§ Exercise description
Set down a faithful copy of every record, and skip the pictures in it.

===== Provided information =====

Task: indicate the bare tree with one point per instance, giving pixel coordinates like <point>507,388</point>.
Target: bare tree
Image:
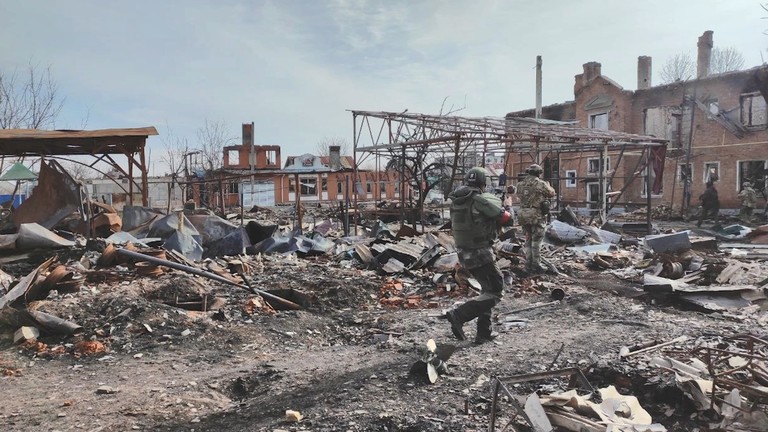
<point>323,146</point>
<point>29,99</point>
<point>421,168</point>
<point>680,67</point>
<point>725,60</point>
<point>212,138</point>
<point>175,150</point>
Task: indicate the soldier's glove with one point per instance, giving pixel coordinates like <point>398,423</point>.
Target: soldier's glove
<point>506,218</point>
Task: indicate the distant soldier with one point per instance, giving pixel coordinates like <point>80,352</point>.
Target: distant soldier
<point>475,219</point>
<point>765,197</point>
<point>710,204</point>
<point>748,198</point>
<point>534,195</point>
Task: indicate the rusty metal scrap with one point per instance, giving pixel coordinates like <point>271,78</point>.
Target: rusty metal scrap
<point>196,271</point>
<point>55,197</point>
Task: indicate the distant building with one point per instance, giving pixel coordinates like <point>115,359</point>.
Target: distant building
<point>715,124</point>
<point>254,174</point>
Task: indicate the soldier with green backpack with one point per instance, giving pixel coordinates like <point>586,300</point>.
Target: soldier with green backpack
<point>534,194</point>
<point>476,217</point>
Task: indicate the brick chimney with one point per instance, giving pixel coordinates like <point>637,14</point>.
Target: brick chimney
<point>591,71</point>
<point>334,157</point>
<point>644,71</point>
<point>705,54</point>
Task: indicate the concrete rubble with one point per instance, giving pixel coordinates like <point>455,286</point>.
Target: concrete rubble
<point>146,281</point>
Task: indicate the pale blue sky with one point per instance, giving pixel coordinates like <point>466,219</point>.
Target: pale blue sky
<point>293,67</point>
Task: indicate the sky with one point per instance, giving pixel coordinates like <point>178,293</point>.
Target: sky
<point>294,67</point>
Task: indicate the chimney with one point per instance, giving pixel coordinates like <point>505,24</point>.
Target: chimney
<point>248,141</point>
<point>334,157</point>
<point>643,72</point>
<point>591,71</point>
<point>705,54</point>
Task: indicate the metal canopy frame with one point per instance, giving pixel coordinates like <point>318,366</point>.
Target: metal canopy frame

=====

§ Exercise response
Task: indicate the bare tree with one point per instance, giving pixel coordinates like <point>507,388</point>.
Target: bare tree
Image:
<point>323,146</point>
<point>29,99</point>
<point>421,168</point>
<point>680,67</point>
<point>725,60</point>
<point>212,138</point>
<point>175,150</point>
Task: indicate the soldier's glove with one point per instance, giving pixel coordinates like <point>398,423</point>.
Target: soldier's glove
<point>506,218</point>
Task: indicate the distant soldier with one point per instance, giving pixel coordinates like <point>80,352</point>.
Target: distant soldier
<point>475,219</point>
<point>765,197</point>
<point>710,204</point>
<point>748,198</point>
<point>534,195</point>
Task: indicate the rusty metal scrap with one point per instance, giving pixel coordinates like <point>271,78</point>.
Target: rusty metal scrap
<point>196,271</point>
<point>55,197</point>
Task: indicate the distant building with one point per instance, giving pixel coordinates like <point>115,359</point>.
Target: distant building
<point>715,124</point>
<point>254,174</point>
Task: indicate the soldier with green backpack with one point per instance, giving pixel coordinates like <point>586,300</point>.
Target: soldier with green backpack
<point>534,194</point>
<point>476,217</point>
Task: indicate the brick chimney with one point per instance, giving pixel coordinates like <point>637,14</point>.
Target: brick chimney
<point>591,71</point>
<point>334,157</point>
<point>644,71</point>
<point>705,54</point>
Task: indicate the concrete rubble with one point per instance, giving pixel coordinates like <point>455,286</point>.
Target: concrete rubble
<point>146,281</point>
Task: indicate the pale blue sky with one point per instance, giving pixel coordinates like <point>466,219</point>.
Target: pale blue sky
<point>293,67</point>
Task: indicate the sky with one point per instance, giving pixel coordinates like <point>178,293</point>.
Target: sky
<point>294,67</point>
Task: indicate the chimney with one point per instance, giving pixel coordinates like <point>505,24</point>.
Target: chimney
<point>248,141</point>
<point>334,157</point>
<point>643,72</point>
<point>591,71</point>
<point>705,54</point>
Task: indicate the metal canopy frame with one point per instance, giving pixel coordinates like <point>318,366</point>.
Target: metal canopy frame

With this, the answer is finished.